» **Fragment dokumentu**
━━━

# Wołacz w angielskim?



## Soob

Witam,
Dzisiaj tłumaczyłem pewną rzecz i w pewnym momencie musiałem przetłumaczyć jedno słowo, bez żadnego kontekstu. Chodzi o słowo "Przyjacielu". Słowo użyte jest w formie wołacza i za nic nie wiem jak tworzy się wołacz w angielskim 

Na razie zostawiłem po prostu "Friend", ale myślałem też nad "My Friend".


----------



## NotNow

Zdecydowanie Friend a nie My Friend.


----------



## Thomas1

Mógłbyś podać całe zdanie? Jaki jest kontekst?
W pewnych sytuacjach, na przykład w poezji czy w tekstach religijnych, można też użyć "O".


----------



## Soob

Thomas1 said:


> Mógłbyś podać całe zdanie? Jaki jest kontekst?
> W pewnych sytuacjach, na przykład w poezji czy w tekstach religijnych, można też użyć "O".


Tak jak pisałem. Nie ma żadnego kontekstu - to jest tytuł piosenki i nie ma całego zdania czy coś podobnego. Jest tylko tytuł "Przyjacielu"  

Użycie "O" kojarzy mi w jakiś tekstach religijnych, ale jak wiesz coś więcej to chętnie poczytam.


----------



## Moni_ka

Można przetłumaczyć jako friend.

━━━

Surowe rekordy:
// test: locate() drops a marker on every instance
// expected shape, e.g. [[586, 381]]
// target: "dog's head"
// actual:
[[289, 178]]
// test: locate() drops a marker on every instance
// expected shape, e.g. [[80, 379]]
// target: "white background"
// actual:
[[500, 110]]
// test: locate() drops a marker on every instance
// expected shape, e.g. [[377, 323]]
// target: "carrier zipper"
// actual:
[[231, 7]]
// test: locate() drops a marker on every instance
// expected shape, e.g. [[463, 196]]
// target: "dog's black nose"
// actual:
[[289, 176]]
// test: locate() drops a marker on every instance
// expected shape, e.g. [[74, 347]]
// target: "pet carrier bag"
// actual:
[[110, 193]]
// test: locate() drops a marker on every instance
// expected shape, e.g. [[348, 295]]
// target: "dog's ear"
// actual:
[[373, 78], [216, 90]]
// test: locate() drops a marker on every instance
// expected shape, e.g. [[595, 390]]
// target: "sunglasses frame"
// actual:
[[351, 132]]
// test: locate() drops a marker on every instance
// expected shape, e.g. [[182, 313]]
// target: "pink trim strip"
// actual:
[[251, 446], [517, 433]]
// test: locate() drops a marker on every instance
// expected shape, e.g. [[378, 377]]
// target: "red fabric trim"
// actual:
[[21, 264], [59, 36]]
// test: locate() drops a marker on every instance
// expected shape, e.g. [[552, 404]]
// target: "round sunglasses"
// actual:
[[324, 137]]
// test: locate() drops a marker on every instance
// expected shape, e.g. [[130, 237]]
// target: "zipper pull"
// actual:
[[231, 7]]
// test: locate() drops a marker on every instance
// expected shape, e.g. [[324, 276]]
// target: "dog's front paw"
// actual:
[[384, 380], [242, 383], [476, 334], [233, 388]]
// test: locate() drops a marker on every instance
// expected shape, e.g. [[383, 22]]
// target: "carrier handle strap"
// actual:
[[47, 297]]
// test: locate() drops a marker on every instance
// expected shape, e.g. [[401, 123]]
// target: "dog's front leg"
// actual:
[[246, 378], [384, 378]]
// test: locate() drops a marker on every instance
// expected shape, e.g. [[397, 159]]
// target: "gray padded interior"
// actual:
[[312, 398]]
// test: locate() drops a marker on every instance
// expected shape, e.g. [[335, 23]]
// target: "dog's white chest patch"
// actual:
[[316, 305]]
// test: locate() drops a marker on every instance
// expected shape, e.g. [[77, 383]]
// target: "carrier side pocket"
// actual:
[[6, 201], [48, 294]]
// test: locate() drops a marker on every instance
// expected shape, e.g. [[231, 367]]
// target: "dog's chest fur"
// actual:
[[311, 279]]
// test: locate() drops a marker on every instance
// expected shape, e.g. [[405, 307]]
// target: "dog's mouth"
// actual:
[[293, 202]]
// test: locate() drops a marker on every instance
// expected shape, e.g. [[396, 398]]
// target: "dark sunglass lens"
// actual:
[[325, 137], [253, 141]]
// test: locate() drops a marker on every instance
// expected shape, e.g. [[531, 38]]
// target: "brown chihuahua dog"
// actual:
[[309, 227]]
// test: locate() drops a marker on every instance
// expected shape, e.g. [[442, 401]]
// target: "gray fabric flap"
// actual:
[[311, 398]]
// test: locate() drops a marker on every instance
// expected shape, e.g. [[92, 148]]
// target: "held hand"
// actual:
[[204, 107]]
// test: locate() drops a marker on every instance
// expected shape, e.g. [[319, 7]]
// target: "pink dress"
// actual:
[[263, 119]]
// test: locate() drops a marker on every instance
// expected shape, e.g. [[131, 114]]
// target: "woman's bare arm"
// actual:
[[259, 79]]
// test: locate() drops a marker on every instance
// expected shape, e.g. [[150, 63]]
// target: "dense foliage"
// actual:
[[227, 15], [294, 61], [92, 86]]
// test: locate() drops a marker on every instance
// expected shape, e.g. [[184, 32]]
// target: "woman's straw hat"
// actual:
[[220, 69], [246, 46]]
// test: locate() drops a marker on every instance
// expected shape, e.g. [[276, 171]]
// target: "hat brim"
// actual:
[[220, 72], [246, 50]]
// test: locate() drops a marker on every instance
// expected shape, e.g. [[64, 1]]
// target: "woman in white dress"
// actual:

━━━

» **Cel ćwiczenia**
Odpowiedz krótko na pytania dotyczące wątku o wołaczu w angielskim:
1. Jakie tłumaczenie słowa „Przyjacielu” Soob na razie zostawił?
2. W jakich sytuacjach według Thomas1 można użyć „O”?
3. Czym jest „Przyjacielu” według drugiego wpisu Soob?
Materiał nie ma związku z wątkiem.

» **Pełna odpowiedź**
1. „Friend”.
2. Na przykład w poezji czy w tekstach religijnych.
3. Tytułem piosenki.